Retype everything from the line containing "Find the person" down to the end of the listing below, including both of those lines. Reproduce each line without any changes.
* Start Material *
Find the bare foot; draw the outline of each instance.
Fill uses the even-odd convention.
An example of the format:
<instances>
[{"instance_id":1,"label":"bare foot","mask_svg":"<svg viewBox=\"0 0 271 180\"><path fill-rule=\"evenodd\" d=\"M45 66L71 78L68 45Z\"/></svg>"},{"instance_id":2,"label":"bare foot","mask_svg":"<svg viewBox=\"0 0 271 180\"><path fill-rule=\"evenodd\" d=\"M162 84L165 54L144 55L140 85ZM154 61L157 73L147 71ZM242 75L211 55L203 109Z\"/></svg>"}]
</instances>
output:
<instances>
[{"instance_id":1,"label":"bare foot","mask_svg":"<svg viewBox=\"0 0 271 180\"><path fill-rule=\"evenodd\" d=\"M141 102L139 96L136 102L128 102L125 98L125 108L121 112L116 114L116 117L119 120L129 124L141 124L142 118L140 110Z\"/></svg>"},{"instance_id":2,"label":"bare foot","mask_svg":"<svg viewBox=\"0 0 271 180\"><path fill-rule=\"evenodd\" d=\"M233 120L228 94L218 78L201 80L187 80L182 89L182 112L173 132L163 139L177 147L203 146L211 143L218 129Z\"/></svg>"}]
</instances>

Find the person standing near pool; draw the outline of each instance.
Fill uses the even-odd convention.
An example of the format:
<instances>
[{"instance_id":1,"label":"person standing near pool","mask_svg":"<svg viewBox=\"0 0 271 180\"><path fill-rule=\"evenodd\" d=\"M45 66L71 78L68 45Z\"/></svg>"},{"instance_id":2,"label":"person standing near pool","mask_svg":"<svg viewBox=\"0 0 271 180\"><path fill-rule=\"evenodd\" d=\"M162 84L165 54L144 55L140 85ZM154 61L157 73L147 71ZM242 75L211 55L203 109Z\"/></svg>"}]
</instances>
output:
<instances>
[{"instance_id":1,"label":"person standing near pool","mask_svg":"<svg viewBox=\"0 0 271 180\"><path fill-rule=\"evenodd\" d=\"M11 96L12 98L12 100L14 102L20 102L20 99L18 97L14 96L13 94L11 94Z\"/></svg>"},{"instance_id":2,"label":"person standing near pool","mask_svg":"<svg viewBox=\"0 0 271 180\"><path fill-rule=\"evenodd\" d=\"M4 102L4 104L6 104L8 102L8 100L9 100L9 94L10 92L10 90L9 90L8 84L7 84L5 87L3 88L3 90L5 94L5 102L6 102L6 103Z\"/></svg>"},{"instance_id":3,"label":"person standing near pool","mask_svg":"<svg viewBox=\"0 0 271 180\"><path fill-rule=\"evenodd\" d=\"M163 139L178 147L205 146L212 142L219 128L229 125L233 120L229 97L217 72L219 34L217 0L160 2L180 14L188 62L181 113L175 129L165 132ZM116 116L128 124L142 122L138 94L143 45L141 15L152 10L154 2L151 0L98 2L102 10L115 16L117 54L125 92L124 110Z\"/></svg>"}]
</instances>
* End Material *
**The response:**
Find the person standing near pool; draw the outline of each instance.
Fill uses the even-odd convention.
An example of the format:
<instances>
[{"instance_id":1,"label":"person standing near pool","mask_svg":"<svg viewBox=\"0 0 271 180\"><path fill-rule=\"evenodd\" d=\"M45 66L71 78L68 45Z\"/></svg>"},{"instance_id":2,"label":"person standing near pool","mask_svg":"<svg viewBox=\"0 0 271 180\"><path fill-rule=\"evenodd\" d=\"M162 84L165 54L144 55L140 85ZM154 61L157 73L147 71ZM242 75L211 55L203 109Z\"/></svg>"}]
</instances>
output:
<instances>
[{"instance_id":1,"label":"person standing near pool","mask_svg":"<svg viewBox=\"0 0 271 180\"><path fill-rule=\"evenodd\" d=\"M11 96L12 98L12 100L14 102L20 102L20 99L18 97L14 96L13 94L11 94Z\"/></svg>"},{"instance_id":2,"label":"person standing near pool","mask_svg":"<svg viewBox=\"0 0 271 180\"><path fill-rule=\"evenodd\" d=\"M4 102L4 104L6 104L8 102L8 100L9 100L9 94L10 92L10 90L9 90L8 84L7 84L5 87L3 88L3 90L5 94L5 102L6 102L6 103Z\"/></svg>"},{"instance_id":3,"label":"person standing near pool","mask_svg":"<svg viewBox=\"0 0 271 180\"><path fill-rule=\"evenodd\" d=\"M163 139L178 147L205 146L212 142L219 128L229 125L233 120L229 97L217 72L219 34L217 0L160 2L180 14L188 62L181 113L175 129L165 132ZM116 116L128 124L142 122L138 94L143 45L141 15L152 10L154 2L151 0L98 2L102 10L115 16L117 54L125 92L124 110Z\"/></svg>"}]
</instances>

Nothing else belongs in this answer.